Le festival en ligne Arte fait son cinéma revient cette année avec une sélection de neuf nouveautés en clair. Des films "forts et originaux", co-produits par la chaîne franco-allemande, "qui reflètent la foisonnante diversité du cinéma d'auteur". Voici la liste, ainsi que quelques détails et un extrait de la critique de Première pour chaque long métrage juste en dessous : Sans filtre, de Ruben Ostlund, Corsage, de Marie Kreutzer, Les Nuits de Mashhad, d'Ali Abbasi, Pacifiction – Tourment sur les îles, d'Albert Serra, Plus que jamais, d'Emily Atef, Varsovie 83, une affaire d'état, de Jan P. Matuszynski, Il buco, de Michelangelo Frammartino, La Conspiration du Caire, de Tarik Saleh et enfin Vierge d'Albanie, de Bujar Alimani.

Diffusés depuis le 17 novembre dernier à la télévision, la sélection est à présent entièrement en ligne, disponible en replay gratuitement : les derniers à être programmés sont Il buco, dimanche à minuit 50, puis La Conspiration du Caire, à 21h.

Notez que ces films resteront programmés sur Arte.TV jusqu'à la mi décembre environ.

Tous les replays d'Arte fait son cinéma sont là

Sans filtre, de Ruben Östlund

Le réalisateur de The Square a gagné une deuxième Palme d’or pour Sans filtre (Triangle of Sadness), en 2022. Nous l'avions rencontré à Cannes à l'époque, peu de temps avant la disparition soudaine de sa jeune actrice principale, Charlbi Dean, entourée ici de Woody Harrelson et Harris Dickinson.

▸ Questions à traiter
A - Résumez sous forme de liste le paragraphe de l'extrait qui commence par « Diffusés depuis le 17 novembre », sans omettre ses informations principales.
B - Transcrivez sans rien changer le passage de l'extrait qui s'ouvre sur les mots contenant "Le réalisateur de" et se ferme sur "et Harris Dickinson.".

▸ Données à examiner
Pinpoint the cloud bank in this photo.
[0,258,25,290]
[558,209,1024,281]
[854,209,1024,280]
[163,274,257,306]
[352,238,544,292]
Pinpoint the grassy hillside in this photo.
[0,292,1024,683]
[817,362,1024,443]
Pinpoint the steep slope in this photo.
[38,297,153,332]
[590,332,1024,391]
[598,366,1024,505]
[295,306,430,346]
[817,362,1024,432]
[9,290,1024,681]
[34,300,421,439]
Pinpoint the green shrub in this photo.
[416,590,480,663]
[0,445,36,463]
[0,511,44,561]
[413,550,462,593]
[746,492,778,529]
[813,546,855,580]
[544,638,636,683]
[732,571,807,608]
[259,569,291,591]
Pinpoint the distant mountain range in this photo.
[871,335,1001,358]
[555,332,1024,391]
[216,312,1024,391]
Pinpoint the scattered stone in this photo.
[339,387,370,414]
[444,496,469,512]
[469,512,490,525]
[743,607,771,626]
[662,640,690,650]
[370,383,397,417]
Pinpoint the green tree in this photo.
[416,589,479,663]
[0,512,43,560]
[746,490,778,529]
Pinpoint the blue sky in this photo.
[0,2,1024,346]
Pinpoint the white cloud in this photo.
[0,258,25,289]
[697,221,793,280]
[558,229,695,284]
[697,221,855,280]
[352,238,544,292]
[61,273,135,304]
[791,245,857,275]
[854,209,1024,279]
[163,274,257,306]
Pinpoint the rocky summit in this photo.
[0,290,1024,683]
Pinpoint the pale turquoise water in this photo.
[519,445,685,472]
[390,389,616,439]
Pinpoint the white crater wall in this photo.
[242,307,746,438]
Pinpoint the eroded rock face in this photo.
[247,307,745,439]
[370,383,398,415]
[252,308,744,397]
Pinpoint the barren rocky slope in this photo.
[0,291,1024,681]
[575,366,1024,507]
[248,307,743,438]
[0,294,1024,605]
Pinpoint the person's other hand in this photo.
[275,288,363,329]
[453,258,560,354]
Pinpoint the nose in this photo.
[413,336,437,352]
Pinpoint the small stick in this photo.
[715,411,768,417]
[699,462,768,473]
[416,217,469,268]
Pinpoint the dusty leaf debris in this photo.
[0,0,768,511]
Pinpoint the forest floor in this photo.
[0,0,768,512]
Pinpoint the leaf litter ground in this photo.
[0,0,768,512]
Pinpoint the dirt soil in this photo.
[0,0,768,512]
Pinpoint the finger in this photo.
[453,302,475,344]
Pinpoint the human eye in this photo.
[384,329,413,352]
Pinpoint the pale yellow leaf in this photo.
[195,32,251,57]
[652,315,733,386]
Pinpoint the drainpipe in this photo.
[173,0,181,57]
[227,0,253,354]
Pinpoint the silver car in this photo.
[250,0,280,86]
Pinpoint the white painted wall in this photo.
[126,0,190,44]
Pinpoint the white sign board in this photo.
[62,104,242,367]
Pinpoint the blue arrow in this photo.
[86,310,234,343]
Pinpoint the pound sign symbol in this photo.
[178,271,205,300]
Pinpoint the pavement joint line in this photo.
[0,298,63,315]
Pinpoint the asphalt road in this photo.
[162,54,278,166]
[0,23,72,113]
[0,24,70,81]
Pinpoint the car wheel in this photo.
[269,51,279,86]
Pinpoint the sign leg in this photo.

▸ Réponses fournies
A -
- Diffusion à la télévision depuis le 17 novembre
- Sélection désormais entièrement en ligne, en replay gratuit
- Derniers films programmés : Il buco (dimanche à minuit 50), puis La Conspiration du Caire (à 21h)

B -
Le réalisateur de The Square a gagné une deuxième Palme d’or pour Sans filtre (Triangle of Sadness), en 2022. Nous l'avions rencontré à Cannes à l'époque, peu de temps avant la disparition soudaine de sa jeune actrice principale, Charlbi Dean, entourée ici de Woody Harrelson et Harris Dickinson.